▶ **Task brief**: Change every "pointer" in the material below to "locator", and reproduce all other lines unaltered.

[Point-based annotation data]
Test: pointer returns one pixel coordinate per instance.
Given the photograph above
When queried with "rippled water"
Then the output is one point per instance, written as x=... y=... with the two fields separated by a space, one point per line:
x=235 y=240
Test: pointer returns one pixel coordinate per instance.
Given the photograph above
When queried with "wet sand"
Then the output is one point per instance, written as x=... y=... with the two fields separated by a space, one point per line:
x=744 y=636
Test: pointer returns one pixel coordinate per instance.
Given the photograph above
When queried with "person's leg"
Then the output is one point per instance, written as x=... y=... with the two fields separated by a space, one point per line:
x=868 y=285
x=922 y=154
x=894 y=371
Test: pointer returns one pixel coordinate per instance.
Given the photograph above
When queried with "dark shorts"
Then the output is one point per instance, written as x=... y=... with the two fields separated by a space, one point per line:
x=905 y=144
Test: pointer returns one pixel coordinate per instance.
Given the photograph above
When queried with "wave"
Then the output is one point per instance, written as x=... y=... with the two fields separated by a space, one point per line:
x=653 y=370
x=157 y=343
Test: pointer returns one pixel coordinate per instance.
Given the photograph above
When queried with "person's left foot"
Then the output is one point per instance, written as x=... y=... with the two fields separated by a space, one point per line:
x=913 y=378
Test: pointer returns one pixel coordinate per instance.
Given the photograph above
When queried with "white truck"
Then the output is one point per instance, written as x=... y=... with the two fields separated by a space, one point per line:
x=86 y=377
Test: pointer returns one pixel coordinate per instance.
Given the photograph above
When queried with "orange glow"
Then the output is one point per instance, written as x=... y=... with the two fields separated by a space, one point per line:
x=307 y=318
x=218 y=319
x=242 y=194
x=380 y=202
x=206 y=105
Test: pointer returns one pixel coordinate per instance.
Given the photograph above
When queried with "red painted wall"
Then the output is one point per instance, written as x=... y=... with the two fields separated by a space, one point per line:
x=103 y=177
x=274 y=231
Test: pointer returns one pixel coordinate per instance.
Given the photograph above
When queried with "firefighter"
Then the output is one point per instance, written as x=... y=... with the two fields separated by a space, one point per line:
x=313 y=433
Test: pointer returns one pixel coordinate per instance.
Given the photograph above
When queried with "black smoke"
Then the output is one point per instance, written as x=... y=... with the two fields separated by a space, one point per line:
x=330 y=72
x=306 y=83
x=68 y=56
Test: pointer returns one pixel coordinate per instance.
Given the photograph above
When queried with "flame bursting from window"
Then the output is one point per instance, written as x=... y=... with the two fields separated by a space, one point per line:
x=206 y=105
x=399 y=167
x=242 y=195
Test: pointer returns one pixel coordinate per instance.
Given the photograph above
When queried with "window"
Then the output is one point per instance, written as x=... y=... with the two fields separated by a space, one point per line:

▶ **In response**:
Test: locator returns one pixel coordinate per instance.
Given the photograph above
When queried with "rippled water"
Then the output is one point per instance, written as x=... y=... with the two fields separated by a space, one point per line:
x=235 y=240
Test: locator returns one pixel coordinate per instance.
Given the photograph above
When queried with "wet sand"
Then the output is one point per instance, written as x=... y=... with the two fields separated by a space, one point per line:
x=744 y=636
Test: locator returns one pixel coordinate per instance.
Given the photograph above
When queried with "person's leg"
Then the output is one point per instance, written as x=... y=... with the two fields separated by a space, one point per line:
x=868 y=285
x=922 y=154
x=894 y=371
Test: locator returns one pixel coordinate per instance.
Given the photograph above
When queried with "dark shorts"
Then the output is one point per instance, written as x=... y=... with the two fields separated by a space, one point per line:
x=905 y=144
Test: locator returns one pixel coordinate per instance.
Given the photograph above
When queried with "wave"
Then the output is one point per instance, written as x=... y=... with the two fields separated by a space, one point per line:
x=653 y=370
x=157 y=343
Test: locator returns one pixel coordinate per instance.
Given the photograph above
When queried with "person's left foot"
Then the output is one point per instance, written as x=... y=... with the two fields separated by a space, one point per line:
x=913 y=378
Test: locator returns one pixel coordinate per instance.
Given the photograph above
When queried with "white truck"
Then the output is one point per instance, written as x=... y=... with the two fields separated by a space, one point per line:
x=86 y=377
Test: locator returns one pixel coordinate per instance.
Given the photograph above
When queried with "orange glow"
Then the output is one point per instance, written as x=... y=... with the two fields separated by a space, one point per line:
x=307 y=318
x=218 y=319
x=242 y=194
x=380 y=202
x=206 y=105
Test: locator returns one pixel coordinate per instance.
Given the photograph above
When queried with "red painted wall"
Then the output is one point per instance, written as x=... y=... with the two fields separated by a space, one point per line:
x=103 y=177
x=274 y=231
Test: locator returns one pixel coordinate per instance.
Given the photograph above
When queried with "firefighter"
Then the output is one point per instance, written as x=... y=... with the two fields separated by a space, one point per line:
x=313 y=433
Test: locator returns one pixel coordinate per instance.
Given the photograph above
When queried with "black smoke"
Then the output is one point per instance, written as x=... y=... with the two fields separated by a space, one point per line:
x=330 y=72
x=306 y=83
x=68 y=56
Test: locator returns one pixel coordinate per instance.
Given the photograph above
When queried with "flame bursting from window"
Then the output is one point per instance, written as x=... y=... with the two fields separated by a space, one point per line:
x=206 y=105
x=399 y=167
x=242 y=195
Test: locator returns one pixel coordinate per instance.
Given the photograph above
When queried with "window"
Then the output is one point per instance, written as x=... y=... with the two fields separated by a space, one point per line:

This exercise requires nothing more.